*YOUR INSTRUCTIONS*:
Please repeat everything from the start of the records down to the line containing "point(916, 502)", with both ends included and nothing changed. Leave the pictures out of your answer.

*INFORMATION GIVEN*:
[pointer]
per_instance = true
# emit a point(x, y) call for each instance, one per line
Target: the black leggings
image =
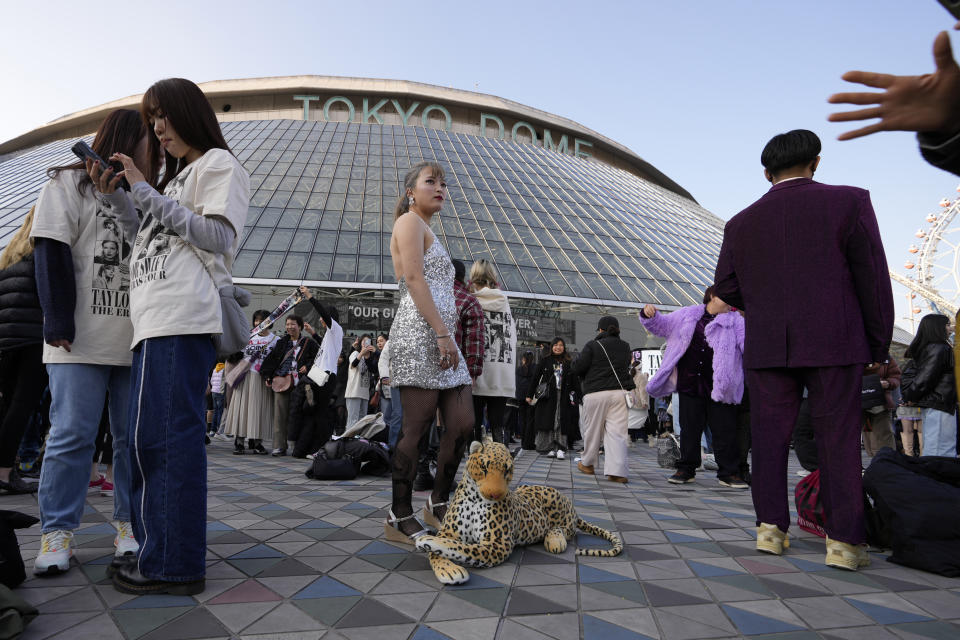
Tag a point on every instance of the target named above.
point(419, 409)
point(103, 453)
point(495, 407)
point(22, 381)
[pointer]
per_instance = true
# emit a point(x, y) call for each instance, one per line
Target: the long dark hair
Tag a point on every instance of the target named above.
point(932, 330)
point(548, 351)
point(189, 112)
point(410, 182)
point(120, 132)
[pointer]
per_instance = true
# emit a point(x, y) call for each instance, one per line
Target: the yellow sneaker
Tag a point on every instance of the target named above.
point(851, 557)
point(56, 549)
point(771, 540)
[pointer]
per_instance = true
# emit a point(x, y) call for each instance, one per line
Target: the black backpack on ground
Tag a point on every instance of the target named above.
point(345, 458)
point(916, 502)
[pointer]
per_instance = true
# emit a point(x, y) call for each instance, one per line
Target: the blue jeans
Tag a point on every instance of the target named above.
point(32, 440)
point(939, 433)
point(78, 392)
point(217, 412)
point(167, 424)
point(392, 415)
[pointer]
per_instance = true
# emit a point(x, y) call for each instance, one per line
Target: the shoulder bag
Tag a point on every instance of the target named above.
point(235, 331)
point(236, 375)
point(541, 392)
point(279, 384)
point(871, 393)
point(627, 396)
point(668, 451)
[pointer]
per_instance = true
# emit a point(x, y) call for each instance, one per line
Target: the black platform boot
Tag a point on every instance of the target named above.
point(424, 480)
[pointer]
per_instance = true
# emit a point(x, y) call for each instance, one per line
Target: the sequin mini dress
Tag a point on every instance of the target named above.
point(414, 356)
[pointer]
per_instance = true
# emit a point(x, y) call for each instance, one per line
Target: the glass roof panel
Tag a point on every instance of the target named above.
point(322, 198)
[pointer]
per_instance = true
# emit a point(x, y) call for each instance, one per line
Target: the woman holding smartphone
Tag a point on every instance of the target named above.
point(198, 210)
point(87, 333)
point(359, 375)
point(425, 361)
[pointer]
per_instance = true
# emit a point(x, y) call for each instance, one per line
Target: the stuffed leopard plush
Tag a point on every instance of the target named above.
point(486, 520)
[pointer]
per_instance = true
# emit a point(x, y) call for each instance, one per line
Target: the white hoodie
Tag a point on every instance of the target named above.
point(500, 346)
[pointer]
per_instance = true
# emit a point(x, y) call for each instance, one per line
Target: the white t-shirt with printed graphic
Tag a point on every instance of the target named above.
point(101, 266)
point(171, 291)
point(259, 348)
point(358, 378)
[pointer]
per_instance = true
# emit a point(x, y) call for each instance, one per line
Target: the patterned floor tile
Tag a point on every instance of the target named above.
point(292, 558)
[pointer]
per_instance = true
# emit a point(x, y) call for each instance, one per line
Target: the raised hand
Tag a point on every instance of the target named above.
point(103, 178)
point(928, 103)
point(130, 171)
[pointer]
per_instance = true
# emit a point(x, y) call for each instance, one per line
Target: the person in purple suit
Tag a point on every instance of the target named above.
point(806, 264)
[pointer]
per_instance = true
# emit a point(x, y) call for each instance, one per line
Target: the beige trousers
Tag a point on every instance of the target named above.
point(604, 420)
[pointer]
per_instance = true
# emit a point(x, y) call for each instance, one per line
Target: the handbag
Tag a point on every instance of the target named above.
point(872, 393)
point(279, 384)
point(627, 396)
point(235, 330)
point(543, 389)
point(237, 374)
point(668, 451)
point(318, 375)
point(810, 515)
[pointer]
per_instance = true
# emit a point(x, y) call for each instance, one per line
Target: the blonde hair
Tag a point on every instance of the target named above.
point(482, 274)
point(21, 245)
point(410, 182)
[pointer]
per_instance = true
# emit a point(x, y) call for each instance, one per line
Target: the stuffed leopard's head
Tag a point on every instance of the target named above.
point(490, 467)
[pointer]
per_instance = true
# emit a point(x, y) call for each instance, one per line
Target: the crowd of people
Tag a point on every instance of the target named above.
point(112, 295)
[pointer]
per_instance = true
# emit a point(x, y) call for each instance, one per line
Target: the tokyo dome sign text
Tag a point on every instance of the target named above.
point(488, 122)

*IN RESPONSE*:
[pointer]
per_instance = true
# emit a point(x, y) call for each instance, one per line
Target: the black leggings
image =
Tag a point on every instance of the target named above.
point(419, 409)
point(103, 453)
point(495, 407)
point(22, 381)
[pointer]
per_instance = true
# emit a point(x, y) call for each instance, one per line
Target: the long dark hair
Tag a point on every instance of the target named above.
point(932, 330)
point(548, 351)
point(189, 112)
point(410, 182)
point(120, 132)
[pointer]
per_instance = true
# emit a point(x, y) call for each instance, one per line
Target: the yellow sneaker
Tag a point on every instance of the target named above.
point(851, 557)
point(56, 549)
point(771, 540)
[pointer]
per_instance = true
# emit a point(x, y) call for each instance, one per line
Target: the black backpack on ground
Tag a point on every instance of the target named above.
point(345, 458)
point(916, 502)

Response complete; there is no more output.